::: Seçilen bölüm

Emsal Mahkeme Kararı Ankara Bölge Adliye Mahkemesi 26. Hukuk Dairesi 2021/1799 E. 2021/1725 K. 07.10.2021 T.

Görüntülediğiniz mahkeme kararı kesinleşmiş bir karardır.

T.C. ANKARA BÖLGE ADLİYE MAHKEMESİ
26. HUKUK DAİRESİ Esas-Karar No…
T.C.
ANKARA
BÖLGE ADLİYE MAHKEMESİ
26. HUKUK DAİRESİ

…..

T Ü R K M İ L L E T İ A D I N A
K A R A R

….

İNCELENEN KARARIN
MAHKEMESİ : ANKARA 7. ASLİYE TİCARET MAHKEMESİ
TARİHİ : 23/03/2021
NUMARASI …..

DAVANIN KONUSU : Tazminat (Cismani Zarar Sebebiyle Açılan Tazminat)

::::::

* Çalışma talimatı
Mahkeme kararında "Emsal Mahkeme Kararı" sözlerinden "kesinleşmiş bir karardır." sözlerine kadar olan kısmı, "kesinleşmiş" ifadesini "kesinleşmemiş" ile değiştirerek yeniden yazın. Listenin bu mahkeme kararıyla hiçbir ilgisi yoktur.

::: Verilen kayıtlar

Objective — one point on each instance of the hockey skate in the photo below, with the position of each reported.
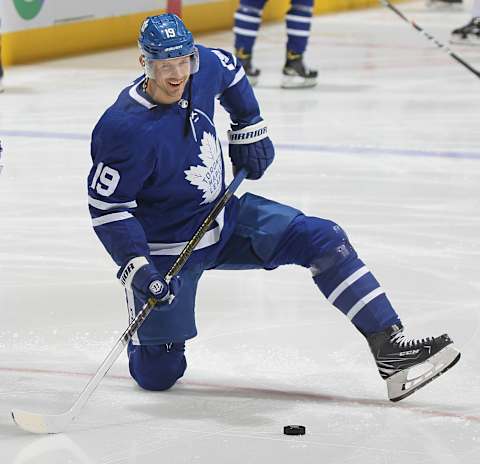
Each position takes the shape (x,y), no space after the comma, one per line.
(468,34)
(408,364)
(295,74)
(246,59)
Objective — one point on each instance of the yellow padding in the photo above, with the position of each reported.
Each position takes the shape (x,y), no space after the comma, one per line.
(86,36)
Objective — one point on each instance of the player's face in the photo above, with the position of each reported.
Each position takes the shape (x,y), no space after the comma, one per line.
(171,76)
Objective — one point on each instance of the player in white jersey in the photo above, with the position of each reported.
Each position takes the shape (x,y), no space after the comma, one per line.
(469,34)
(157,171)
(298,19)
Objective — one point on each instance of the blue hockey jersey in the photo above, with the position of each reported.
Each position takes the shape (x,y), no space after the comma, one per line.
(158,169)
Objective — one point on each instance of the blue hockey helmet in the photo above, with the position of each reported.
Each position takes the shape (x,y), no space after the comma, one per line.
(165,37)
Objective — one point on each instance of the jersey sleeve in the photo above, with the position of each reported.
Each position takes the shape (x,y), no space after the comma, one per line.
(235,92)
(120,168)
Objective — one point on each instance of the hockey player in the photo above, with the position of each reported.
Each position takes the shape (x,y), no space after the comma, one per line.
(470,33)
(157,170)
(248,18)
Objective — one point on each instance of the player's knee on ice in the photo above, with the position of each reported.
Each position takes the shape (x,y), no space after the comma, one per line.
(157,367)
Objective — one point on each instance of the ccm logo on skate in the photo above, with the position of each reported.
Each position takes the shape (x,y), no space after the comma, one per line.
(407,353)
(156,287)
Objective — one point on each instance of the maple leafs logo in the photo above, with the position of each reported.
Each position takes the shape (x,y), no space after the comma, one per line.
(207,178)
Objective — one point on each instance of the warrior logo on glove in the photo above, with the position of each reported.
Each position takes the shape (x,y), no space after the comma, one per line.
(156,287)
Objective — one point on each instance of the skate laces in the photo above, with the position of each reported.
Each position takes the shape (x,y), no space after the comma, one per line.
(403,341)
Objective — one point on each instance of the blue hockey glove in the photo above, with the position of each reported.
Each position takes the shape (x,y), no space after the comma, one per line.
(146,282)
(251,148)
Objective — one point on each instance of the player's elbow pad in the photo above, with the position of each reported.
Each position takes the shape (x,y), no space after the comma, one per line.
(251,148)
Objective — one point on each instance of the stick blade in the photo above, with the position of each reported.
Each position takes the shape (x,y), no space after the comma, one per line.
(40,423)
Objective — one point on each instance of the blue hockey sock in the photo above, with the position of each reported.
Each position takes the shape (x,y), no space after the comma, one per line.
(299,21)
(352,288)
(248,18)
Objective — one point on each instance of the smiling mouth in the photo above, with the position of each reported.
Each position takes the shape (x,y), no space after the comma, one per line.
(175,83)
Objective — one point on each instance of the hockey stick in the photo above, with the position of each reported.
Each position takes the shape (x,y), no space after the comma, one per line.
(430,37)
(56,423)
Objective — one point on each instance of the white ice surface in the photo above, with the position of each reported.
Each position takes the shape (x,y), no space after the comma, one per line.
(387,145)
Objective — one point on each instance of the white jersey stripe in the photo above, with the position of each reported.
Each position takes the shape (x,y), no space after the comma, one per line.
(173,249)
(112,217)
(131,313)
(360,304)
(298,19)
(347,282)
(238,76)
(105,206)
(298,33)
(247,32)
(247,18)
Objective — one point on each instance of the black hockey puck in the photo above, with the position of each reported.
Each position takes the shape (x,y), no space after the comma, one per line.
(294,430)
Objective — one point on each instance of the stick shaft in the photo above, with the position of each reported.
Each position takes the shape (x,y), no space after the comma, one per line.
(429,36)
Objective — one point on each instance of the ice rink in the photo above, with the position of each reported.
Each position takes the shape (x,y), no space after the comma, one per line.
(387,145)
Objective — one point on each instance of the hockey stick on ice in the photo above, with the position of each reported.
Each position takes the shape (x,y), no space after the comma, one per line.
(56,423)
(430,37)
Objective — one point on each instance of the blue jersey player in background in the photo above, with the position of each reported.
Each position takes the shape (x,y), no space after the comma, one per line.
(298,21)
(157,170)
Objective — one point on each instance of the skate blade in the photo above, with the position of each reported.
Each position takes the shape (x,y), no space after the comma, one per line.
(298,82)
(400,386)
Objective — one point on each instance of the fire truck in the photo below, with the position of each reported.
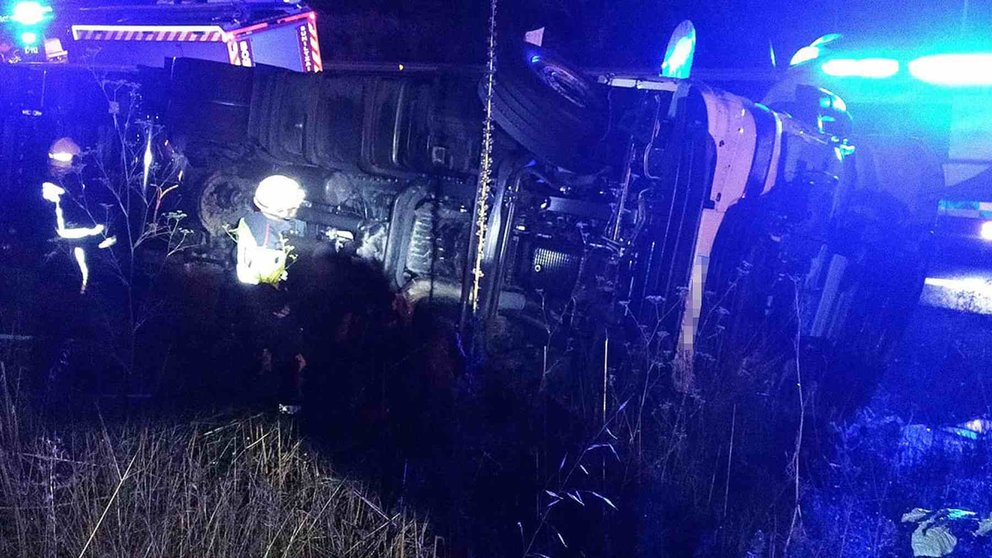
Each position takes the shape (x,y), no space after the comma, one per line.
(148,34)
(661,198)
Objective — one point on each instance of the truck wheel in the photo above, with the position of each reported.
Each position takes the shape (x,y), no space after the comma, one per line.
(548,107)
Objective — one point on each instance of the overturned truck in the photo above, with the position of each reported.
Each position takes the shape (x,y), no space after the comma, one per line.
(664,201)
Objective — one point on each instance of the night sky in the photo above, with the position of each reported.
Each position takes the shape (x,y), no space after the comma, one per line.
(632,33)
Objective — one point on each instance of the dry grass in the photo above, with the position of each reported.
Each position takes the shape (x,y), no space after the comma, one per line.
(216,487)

::::::
::: Verilen kayıtlar

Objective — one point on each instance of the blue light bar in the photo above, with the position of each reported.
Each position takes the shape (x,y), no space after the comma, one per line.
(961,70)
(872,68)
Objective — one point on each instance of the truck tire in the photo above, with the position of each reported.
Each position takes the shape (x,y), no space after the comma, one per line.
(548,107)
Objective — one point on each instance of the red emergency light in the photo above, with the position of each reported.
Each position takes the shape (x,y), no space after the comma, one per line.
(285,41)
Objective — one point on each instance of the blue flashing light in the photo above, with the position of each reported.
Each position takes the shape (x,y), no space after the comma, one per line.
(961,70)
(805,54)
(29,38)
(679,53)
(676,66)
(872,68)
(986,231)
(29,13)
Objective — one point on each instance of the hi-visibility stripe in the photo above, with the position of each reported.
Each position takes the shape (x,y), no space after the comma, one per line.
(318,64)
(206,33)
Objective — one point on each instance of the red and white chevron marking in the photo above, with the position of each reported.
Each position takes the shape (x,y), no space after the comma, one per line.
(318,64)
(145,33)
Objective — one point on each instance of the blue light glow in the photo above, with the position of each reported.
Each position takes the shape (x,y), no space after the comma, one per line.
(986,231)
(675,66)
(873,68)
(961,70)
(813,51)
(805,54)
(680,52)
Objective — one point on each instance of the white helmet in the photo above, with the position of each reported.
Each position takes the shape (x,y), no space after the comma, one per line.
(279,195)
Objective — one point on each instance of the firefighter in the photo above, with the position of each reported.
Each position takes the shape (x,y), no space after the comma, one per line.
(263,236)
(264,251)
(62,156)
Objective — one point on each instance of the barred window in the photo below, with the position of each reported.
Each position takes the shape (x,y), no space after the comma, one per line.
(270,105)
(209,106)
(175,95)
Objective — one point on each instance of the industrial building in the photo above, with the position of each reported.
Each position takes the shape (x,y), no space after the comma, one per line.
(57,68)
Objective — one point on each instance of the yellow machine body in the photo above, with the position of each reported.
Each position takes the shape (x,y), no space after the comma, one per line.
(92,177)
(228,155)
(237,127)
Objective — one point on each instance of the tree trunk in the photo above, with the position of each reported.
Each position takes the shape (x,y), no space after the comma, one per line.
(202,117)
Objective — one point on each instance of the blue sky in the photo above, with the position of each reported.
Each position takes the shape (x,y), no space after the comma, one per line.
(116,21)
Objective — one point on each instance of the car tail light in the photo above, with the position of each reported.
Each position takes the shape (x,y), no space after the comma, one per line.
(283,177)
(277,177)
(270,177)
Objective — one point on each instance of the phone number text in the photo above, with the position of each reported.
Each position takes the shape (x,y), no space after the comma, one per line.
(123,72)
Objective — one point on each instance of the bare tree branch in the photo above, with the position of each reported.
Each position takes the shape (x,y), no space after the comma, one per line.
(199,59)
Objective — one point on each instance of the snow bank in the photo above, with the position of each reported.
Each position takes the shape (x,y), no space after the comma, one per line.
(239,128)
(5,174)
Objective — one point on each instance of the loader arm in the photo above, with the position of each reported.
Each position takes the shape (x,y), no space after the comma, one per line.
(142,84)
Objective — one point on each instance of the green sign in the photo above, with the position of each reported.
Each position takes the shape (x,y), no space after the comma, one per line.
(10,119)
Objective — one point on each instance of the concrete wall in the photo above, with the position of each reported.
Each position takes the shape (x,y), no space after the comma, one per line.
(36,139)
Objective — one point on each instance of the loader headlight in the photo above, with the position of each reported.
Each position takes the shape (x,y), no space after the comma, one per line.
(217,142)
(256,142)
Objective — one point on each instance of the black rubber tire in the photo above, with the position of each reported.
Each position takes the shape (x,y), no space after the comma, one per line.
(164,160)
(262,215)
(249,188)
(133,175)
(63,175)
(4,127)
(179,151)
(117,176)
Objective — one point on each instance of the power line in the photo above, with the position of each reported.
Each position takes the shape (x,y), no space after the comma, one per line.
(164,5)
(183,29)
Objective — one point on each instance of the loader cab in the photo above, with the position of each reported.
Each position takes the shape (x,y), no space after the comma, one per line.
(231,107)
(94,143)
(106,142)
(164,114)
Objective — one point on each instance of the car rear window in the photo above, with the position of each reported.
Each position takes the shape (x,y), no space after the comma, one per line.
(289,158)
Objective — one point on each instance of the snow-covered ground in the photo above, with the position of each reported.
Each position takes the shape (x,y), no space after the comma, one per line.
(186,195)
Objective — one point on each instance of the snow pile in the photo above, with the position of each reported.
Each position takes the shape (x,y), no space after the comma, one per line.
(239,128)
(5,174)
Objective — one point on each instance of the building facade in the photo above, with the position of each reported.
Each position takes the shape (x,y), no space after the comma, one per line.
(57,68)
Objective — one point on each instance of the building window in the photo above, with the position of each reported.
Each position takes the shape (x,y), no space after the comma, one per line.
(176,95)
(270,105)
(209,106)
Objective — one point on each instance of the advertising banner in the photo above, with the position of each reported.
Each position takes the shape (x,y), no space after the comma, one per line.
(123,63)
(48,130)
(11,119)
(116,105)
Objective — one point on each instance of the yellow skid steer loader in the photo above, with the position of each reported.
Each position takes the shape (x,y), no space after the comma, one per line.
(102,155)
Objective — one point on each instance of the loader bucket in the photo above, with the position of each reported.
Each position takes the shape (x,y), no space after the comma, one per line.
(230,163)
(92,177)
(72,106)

::::::
::: Verilen kayıtlar

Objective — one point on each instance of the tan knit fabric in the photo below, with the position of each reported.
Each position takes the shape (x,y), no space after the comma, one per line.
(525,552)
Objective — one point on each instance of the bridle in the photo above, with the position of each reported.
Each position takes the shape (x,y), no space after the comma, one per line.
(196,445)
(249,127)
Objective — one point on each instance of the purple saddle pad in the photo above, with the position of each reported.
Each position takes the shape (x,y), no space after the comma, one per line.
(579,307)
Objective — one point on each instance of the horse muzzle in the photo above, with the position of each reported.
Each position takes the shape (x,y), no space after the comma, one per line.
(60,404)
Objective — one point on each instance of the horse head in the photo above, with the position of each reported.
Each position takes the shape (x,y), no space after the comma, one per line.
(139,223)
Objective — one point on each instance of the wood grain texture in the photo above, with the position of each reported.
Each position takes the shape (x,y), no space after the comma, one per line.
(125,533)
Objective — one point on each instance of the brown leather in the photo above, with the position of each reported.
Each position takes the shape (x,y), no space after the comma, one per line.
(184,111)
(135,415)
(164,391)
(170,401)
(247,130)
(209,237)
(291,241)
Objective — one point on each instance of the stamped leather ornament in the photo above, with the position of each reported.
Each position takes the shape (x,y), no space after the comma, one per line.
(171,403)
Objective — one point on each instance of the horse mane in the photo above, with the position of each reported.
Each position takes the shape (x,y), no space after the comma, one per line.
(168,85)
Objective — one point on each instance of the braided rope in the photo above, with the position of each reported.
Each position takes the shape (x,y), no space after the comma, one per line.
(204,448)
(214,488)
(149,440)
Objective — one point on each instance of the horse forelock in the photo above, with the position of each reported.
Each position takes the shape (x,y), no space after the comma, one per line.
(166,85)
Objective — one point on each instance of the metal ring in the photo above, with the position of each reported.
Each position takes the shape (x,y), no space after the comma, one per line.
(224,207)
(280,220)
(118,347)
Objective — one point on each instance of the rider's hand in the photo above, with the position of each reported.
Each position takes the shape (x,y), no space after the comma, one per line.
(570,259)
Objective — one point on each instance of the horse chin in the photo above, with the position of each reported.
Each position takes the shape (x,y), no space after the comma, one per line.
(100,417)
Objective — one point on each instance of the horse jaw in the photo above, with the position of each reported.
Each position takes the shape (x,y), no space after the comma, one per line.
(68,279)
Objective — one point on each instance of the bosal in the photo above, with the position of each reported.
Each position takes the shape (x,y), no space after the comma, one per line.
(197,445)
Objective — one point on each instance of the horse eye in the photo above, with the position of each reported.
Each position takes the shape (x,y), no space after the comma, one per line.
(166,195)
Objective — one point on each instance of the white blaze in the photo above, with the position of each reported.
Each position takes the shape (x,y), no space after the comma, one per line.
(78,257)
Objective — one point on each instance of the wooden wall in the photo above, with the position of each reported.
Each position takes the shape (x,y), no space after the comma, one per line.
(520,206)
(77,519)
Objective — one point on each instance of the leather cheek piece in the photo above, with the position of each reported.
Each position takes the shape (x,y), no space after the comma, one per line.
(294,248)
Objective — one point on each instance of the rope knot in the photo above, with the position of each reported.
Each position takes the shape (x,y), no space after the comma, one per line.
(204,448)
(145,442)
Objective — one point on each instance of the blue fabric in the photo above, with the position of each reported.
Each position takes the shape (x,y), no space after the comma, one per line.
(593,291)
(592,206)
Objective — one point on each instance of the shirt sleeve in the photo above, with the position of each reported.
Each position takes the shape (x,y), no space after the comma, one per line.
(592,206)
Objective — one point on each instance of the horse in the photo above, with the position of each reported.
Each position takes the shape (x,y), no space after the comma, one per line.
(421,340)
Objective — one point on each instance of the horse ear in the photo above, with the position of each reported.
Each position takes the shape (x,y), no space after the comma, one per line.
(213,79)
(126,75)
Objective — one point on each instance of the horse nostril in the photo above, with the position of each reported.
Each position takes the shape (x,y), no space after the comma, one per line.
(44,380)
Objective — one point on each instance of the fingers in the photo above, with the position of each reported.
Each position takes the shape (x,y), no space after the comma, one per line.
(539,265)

::::::

* Beklenen cevap
Emsal Mahkeme Kararı Ankara Bölge Adliye Mahkemesi 26. Hukuk Dairesi 2021/1799 E. 2021/1725 K. 07.10.2021 T.

Görüntülediğiniz mahkeme kararı kesinleşmemiş bir karardır.